Texto selecionado
++++++++++++++++++++

Guilherme Paranaiba
“Foram quase sete horas para vencer um trecho em que normalmente não se demora mais de duas”, conta o carregador Waldir Cesar de Paula Lopes, de 40 anos, que estava em uma van na quarta-feira de Cinzas, voltando de Entre Rios de Minas, Região Central, para a capital, quando foi surpreendido por um engarrafamento de quase 20 quilômetros na BR-040. Ele ficou preso com a família por causa de um acidente em Itabirito que matou cinco pessoas. Segundo Waldir, o trânsito ficou lento desde Congonhas e causou um transtorno fora do comum aos motoristas que usaram a rodovia na volta do carnaval.
O acidente ocorreu às 7h15, a perícia chegou ao local às 11h42 e a pista só foi reaberta às 14h. As quase sete horas de interrupção do trânsito revoltaram os motoristas, e até agora, a demora não foi devidamente esclarecida. A Polícia Civil, responsável pela perícia, atribuiu o atraso a uma falha de comunicação. De acordo com as explicações oficiais, a informação inicial sobre o acidente que chegou aos peritos foi de que o fato teria ocorrido em Nova Lima, cidade atendida pela perícia da capital. Porém, o perito que saiu do Instituto de Criminalística não encontrou nada e retornou a BH. “Quando foi ratificado o local, o perito de Ouro Preto foi chamado e o mesmo que tinha ido para Nova Lima foi designado pela chefia para retornar e atender a ocorrência”, diz o chefe da Divisão de Perícias da Polícia Civil, André Gomes.

++++++++++++++++++++

Material da tarefa

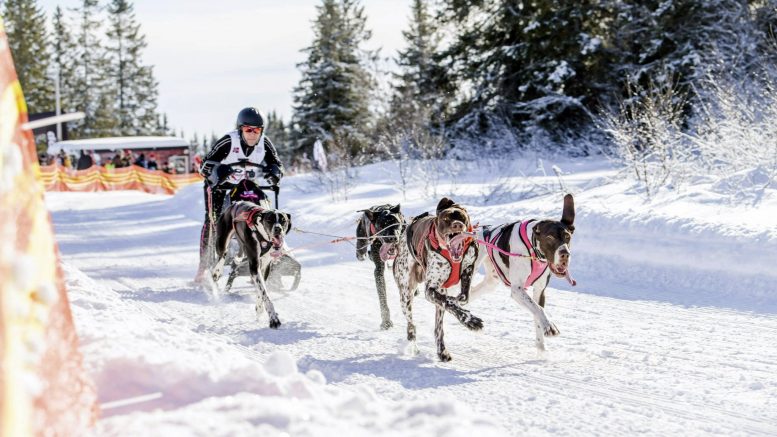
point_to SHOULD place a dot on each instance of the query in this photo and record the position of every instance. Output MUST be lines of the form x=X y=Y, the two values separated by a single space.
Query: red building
x=172 y=150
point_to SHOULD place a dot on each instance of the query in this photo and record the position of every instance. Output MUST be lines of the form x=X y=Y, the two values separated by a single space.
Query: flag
x=319 y=155
x=44 y=389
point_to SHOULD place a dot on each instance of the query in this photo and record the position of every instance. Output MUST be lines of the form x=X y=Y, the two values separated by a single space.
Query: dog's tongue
x=385 y=252
x=456 y=246
x=569 y=278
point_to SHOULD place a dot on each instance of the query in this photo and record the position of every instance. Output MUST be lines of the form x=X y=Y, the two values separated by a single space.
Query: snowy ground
x=671 y=330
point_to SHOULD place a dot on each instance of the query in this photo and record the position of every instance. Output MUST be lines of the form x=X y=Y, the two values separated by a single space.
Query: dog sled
x=247 y=183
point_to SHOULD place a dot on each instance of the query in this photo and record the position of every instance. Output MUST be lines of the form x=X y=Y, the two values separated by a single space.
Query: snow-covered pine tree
x=331 y=101
x=63 y=60
x=92 y=94
x=135 y=88
x=689 y=40
x=277 y=131
x=25 y=25
x=418 y=98
x=541 y=63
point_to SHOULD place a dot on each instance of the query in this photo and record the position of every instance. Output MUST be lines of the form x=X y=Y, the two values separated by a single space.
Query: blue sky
x=213 y=58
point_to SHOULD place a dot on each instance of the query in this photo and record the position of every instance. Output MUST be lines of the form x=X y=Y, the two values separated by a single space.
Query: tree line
x=523 y=70
x=95 y=52
x=493 y=73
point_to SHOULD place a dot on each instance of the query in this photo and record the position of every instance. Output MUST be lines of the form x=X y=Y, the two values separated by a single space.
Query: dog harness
x=454 y=277
x=248 y=216
x=538 y=266
x=236 y=154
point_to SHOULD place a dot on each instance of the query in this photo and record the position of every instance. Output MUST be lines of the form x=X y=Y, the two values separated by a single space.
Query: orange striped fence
x=96 y=178
x=44 y=389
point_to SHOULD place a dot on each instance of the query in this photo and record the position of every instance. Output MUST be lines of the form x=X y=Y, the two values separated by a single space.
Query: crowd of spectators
x=122 y=158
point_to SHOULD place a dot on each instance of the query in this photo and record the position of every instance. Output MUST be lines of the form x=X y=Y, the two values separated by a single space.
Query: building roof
x=118 y=143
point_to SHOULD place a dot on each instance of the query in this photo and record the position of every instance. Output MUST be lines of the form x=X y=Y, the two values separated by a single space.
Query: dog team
x=440 y=251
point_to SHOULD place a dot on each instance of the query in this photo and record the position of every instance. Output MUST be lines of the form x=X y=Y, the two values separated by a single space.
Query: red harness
x=537 y=267
x=248 y=216
x=455 y=276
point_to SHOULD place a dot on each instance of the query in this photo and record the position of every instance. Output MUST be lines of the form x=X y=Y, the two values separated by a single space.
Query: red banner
x=44 y=389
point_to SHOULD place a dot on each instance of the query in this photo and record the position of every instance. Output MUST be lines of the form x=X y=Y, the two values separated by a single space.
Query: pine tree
x=543 y=63
x=332 y=99
x=134 y=85
x=25 y=25
x=92 y=94
x=418 y=97
x=63 y=60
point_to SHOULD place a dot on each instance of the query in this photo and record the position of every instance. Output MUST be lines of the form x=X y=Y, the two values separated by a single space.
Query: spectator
x=84 y=161
x=61 y=157
x=141 y=161
x=151 y=163
x=126 y=158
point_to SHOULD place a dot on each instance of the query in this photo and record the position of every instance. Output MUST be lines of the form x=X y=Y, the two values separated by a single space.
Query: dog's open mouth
x=558 y=269
x=388 y=252
x=277 y=245
x=455 y=242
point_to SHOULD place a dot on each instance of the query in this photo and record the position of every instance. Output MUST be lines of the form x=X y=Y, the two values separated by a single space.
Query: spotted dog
x=436 y=250
x=260 y=232
x=544 y=248
x=378 y=231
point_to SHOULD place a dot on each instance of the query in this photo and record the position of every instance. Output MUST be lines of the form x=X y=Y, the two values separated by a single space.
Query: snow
x=671 y=329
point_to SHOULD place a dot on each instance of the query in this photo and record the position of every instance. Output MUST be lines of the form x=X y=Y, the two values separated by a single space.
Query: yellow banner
x=44 y=389
x=96 y=178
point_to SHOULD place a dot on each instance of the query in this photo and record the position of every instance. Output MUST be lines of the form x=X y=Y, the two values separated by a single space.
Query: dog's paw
x=472 y=323
x=550 y=330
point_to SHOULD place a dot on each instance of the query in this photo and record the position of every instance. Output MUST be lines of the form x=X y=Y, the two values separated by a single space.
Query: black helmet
x=250 y=117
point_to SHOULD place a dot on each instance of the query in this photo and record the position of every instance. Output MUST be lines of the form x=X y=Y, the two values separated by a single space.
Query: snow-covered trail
x=620 y=366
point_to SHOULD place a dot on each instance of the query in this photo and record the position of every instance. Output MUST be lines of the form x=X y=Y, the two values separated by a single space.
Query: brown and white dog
x=437 y=250
x=261 y=233
x=536 y=249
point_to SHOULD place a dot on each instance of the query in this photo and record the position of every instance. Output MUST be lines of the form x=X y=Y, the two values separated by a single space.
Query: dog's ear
x=568 y=215
x=444 y=204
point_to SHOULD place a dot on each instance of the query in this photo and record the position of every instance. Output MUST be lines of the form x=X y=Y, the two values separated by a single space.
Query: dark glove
x=223 y=172
x=273 y=176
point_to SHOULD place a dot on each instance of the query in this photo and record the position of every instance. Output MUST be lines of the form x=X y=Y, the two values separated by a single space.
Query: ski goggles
x=251 y=129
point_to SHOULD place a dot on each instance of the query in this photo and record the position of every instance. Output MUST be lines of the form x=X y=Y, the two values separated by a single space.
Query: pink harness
x=537 y=267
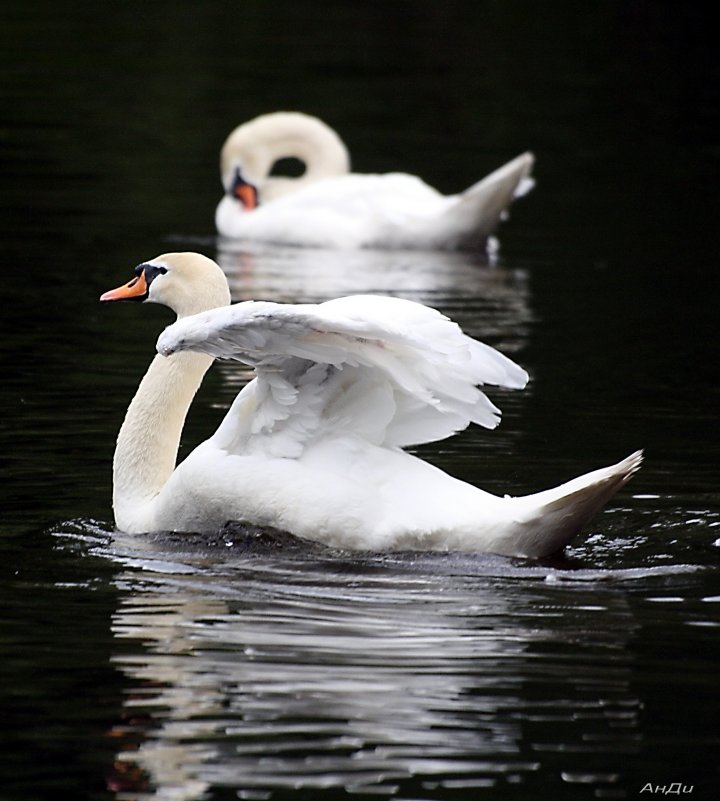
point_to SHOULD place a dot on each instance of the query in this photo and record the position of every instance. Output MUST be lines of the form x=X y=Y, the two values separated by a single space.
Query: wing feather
x=433 y=369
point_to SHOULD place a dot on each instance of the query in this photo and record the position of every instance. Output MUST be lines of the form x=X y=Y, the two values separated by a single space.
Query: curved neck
x=257 y=145
x=149 y=437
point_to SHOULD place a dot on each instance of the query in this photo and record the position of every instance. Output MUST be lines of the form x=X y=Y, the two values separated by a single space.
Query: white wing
x=391 y=370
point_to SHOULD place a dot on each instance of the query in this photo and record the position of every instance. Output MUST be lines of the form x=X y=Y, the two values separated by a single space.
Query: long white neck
x=149 y=437
x=255 y=147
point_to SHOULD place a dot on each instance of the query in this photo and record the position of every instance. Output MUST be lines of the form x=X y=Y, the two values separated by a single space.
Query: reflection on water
x=412 y=676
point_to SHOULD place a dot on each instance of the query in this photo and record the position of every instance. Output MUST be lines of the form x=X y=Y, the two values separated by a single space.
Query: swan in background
x=314 y=443
x=330 y=207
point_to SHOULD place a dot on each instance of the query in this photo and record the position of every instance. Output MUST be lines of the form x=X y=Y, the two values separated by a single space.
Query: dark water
x=257 y=667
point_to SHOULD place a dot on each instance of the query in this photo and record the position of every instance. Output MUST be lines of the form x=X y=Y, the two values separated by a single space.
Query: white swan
x=313 y=445
x=330 y=207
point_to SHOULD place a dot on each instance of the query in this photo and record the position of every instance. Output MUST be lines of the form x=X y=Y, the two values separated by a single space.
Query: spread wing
x=394 y=371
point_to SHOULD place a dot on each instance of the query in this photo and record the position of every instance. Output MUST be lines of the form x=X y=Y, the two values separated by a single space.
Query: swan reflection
x=268 y=674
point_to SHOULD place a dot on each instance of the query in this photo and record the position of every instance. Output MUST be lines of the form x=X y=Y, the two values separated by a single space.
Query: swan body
x=314 y=443
x=330 y=207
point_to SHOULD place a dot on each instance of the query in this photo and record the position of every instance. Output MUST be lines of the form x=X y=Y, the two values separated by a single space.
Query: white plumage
x=330 y=207
x=313 y=444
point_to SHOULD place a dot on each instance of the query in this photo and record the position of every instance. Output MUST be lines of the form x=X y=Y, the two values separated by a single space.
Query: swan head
x=188 y=283
x=250 y=151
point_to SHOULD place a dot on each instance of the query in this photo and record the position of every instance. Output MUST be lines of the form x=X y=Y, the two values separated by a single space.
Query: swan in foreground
x=330 y=207
x=314 y=443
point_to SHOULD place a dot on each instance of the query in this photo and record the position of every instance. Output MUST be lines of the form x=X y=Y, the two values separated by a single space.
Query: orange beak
x=247 y=195
x=137 y=289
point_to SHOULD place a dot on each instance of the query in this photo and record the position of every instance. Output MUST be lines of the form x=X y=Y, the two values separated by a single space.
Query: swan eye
x=151 y=271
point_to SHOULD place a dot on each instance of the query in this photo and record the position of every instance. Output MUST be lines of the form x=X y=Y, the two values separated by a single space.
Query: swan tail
x=479 y=209
x=560 y=513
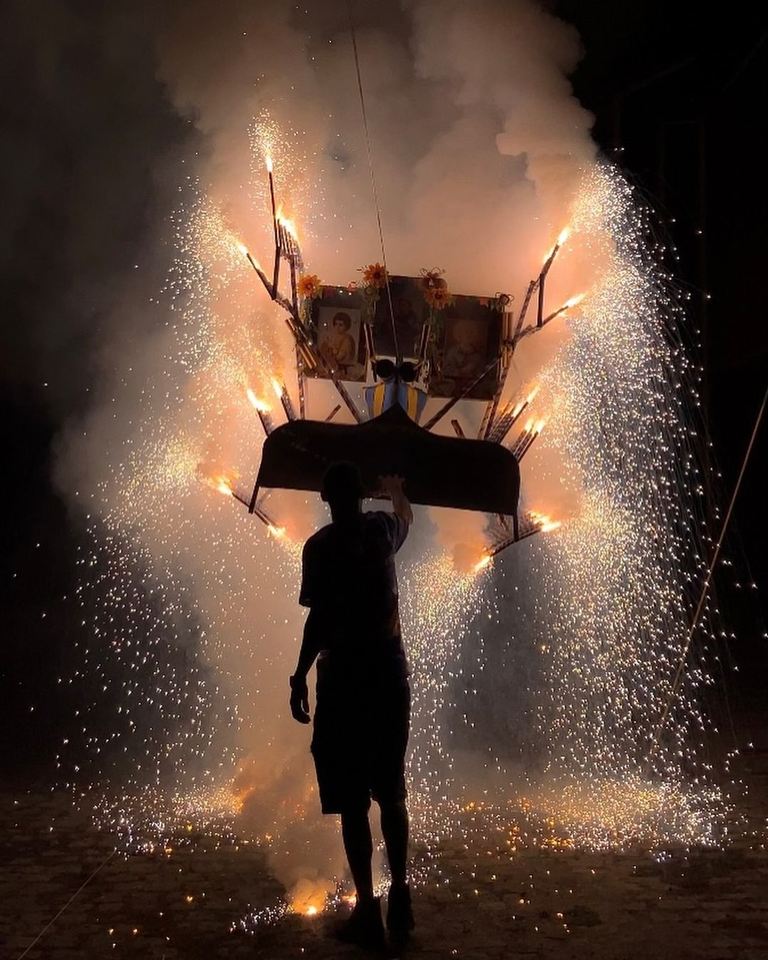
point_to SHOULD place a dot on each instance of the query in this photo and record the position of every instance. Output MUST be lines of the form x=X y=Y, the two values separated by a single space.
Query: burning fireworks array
x=599 y=606
x=550 y=660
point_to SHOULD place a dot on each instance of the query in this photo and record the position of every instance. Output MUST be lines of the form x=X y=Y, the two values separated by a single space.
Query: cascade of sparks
x=191 y=602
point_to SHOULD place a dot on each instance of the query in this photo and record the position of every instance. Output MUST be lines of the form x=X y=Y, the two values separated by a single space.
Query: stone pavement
x=185 y=903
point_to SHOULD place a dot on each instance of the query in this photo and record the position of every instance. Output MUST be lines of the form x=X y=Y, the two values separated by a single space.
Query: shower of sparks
x=192 y=602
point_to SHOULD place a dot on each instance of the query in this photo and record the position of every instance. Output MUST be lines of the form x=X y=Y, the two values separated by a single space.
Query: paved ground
x=187 y=902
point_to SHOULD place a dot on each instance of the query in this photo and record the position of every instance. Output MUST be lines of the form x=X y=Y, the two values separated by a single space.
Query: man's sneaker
x=364 y=926
x=399 y=912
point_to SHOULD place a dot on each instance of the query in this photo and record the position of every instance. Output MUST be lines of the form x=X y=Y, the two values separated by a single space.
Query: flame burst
x=609 y=592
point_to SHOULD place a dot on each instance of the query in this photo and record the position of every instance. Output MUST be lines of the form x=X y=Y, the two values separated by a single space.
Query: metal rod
x=272 y=198
x=302 y=384
x=540 y=309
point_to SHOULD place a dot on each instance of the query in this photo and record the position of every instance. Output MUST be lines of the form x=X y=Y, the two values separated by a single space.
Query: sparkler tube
x=493 y=405
x=553 y=315
x=540 y=309
x=523 y=310
x=369 y=344
x=423 y=343
x=285 y=399
x=452 y=403
x=276 y=273
x=526 y=446
x=272 y=199
x=505 y=423
x=266 y=421
x=520 y=442
x=302 y=384
x=294 y=294
x=262 y=276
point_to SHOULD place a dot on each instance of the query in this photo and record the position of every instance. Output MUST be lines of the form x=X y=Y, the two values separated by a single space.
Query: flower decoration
x=437 y=297
x=374 y=276
x=432 y=278
x=309 y=286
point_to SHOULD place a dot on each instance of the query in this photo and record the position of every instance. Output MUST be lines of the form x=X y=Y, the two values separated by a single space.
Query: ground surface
x=184 y=902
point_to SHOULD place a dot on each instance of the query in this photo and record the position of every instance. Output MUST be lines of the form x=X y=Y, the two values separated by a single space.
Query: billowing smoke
x=479 y=151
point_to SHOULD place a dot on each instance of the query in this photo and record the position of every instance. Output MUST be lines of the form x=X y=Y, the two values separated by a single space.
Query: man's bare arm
x=393 y=488
x=311 y=645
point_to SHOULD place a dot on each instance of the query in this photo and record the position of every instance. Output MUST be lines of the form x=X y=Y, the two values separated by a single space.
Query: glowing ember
x=256 y=403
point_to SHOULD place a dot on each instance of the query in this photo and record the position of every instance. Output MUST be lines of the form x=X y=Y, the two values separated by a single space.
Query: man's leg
x=394 y=826
x=358 y=845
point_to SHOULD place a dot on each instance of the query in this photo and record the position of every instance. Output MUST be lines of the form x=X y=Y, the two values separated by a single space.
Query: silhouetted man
x=362 y=715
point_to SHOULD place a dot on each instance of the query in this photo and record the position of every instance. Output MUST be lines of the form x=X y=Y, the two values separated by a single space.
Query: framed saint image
x=468 y=343
x=410 y=311
x=337 y=319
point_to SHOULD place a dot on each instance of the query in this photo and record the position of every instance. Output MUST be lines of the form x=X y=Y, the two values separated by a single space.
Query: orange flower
x=437 y=297
x=374 y=276
x=309 y=286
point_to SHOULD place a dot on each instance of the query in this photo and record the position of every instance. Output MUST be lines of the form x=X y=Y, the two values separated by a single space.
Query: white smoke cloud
x=478 y=148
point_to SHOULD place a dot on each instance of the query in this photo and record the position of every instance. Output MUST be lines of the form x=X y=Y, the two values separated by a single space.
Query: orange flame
x=223 y=485
x=257 y=404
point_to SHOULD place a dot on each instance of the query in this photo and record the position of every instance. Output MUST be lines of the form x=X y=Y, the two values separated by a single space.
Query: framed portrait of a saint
x=337 y=332
x=467 y=348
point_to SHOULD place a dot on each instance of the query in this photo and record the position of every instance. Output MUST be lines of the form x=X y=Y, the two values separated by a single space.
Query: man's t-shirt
x=349 y=580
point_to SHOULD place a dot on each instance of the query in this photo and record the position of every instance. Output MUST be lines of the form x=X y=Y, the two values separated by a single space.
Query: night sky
x=679 y=97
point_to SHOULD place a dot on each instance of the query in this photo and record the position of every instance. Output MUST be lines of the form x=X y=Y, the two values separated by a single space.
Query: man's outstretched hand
x=300 y=699
x=392 y=487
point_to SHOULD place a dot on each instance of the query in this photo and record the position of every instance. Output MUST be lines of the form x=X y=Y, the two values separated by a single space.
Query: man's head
x=342 y=487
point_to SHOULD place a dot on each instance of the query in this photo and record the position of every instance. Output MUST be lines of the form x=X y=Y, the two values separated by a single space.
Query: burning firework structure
x=415 y=340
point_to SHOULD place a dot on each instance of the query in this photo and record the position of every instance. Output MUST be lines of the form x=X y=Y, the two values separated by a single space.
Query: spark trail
x=195 y=618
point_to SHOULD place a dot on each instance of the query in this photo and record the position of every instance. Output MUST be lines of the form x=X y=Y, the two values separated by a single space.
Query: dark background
x=679 y=97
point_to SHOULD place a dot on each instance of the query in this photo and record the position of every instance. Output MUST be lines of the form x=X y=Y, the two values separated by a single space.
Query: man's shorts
x=359 y=742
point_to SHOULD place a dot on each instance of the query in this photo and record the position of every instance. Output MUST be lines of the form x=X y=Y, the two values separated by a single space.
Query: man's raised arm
x=393 y=488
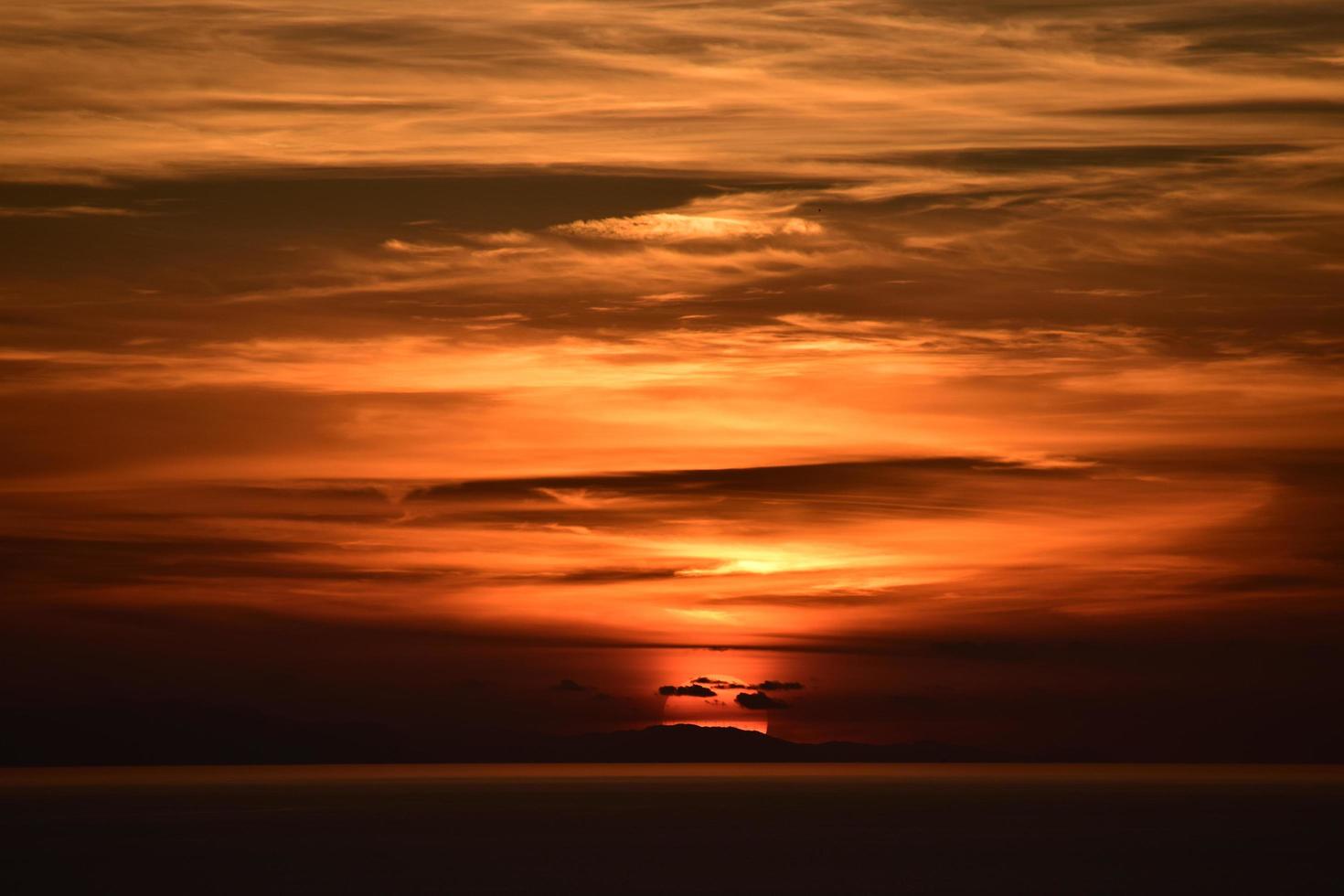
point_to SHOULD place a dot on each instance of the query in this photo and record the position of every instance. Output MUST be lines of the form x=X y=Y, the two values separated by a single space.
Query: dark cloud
x=735 y=686
x=758 y=701
x=686 y=690
x=778 y=686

++++++++++++++++++++

Tarefas a fazer
1) Redigite o trecho da notícia sobre o engarrafamento na BR-040, de "O acidente ocorreu" até "Civil, André Gomes.".
2) Coloque numa lista JSON de strings, uma por linha, os registros desde o início até a linha com "x=569 y=278", incluindo essa linha. Omita as linhas em branco e deixe as imagens de fora.

Respostas dadas
1)
O acidente ocorreu às 7h15, a perícia chegou ao local às 11h42 e a pista só foi reaberta às 14h. As quase sete horas de interrupção do trânsito revoltaram os motoristas, e até agora, a demora não foi devidamente esclarecida. A Polícia Civil, responsável pela perícia, atribuiu o atraso a uma falha de comunicação. De acordo com as explicações oficiais, a informação inicial sobre o acidente que chegou aos peritos foi de que o fato teria ocorrido em Nova Lima, cidade atendida pela perícia da capital. Porém, o perito que saiu do Instituto de Criminalística não encontrou nada e retornou a BH. “Quando foi ratificado o local, o perito de Ouro Preto foi chamado e o mesmo que tinha ido para Nova Lima foi designado pela chefia para retornar e atender a ocorrência”, diz o chefe da Divisão de Perícias da Polícia Civil, André Gomes.

2)
[
  "point_to SHOULD place a dot on each instance of the query in this photo and record the position of every instance. Output MUST be lines of the form x=X y=Y, the two values separated by a single space.",
  "Query: red building",
  "x=172 y=150",
  "point_to SHOULD place a dot on each instance of the query in this photo and record the position of every instance. Output MUST be lines of the form x=X y=Y, the two values separated by a single space.",
  "Query: flag",
  "x=319 y=155",
  "x=44 y=389",
  "point_to SHOULD place a dot on each instance of the query in this photo and record the position of every instance. Output MUST be lines of the form x=X y=Y, the two values separated by a single space.",
  "Query: dog's tongue",
  "x=385 y=252",
  "x=456 y=246",
  "x=569 y=278"
]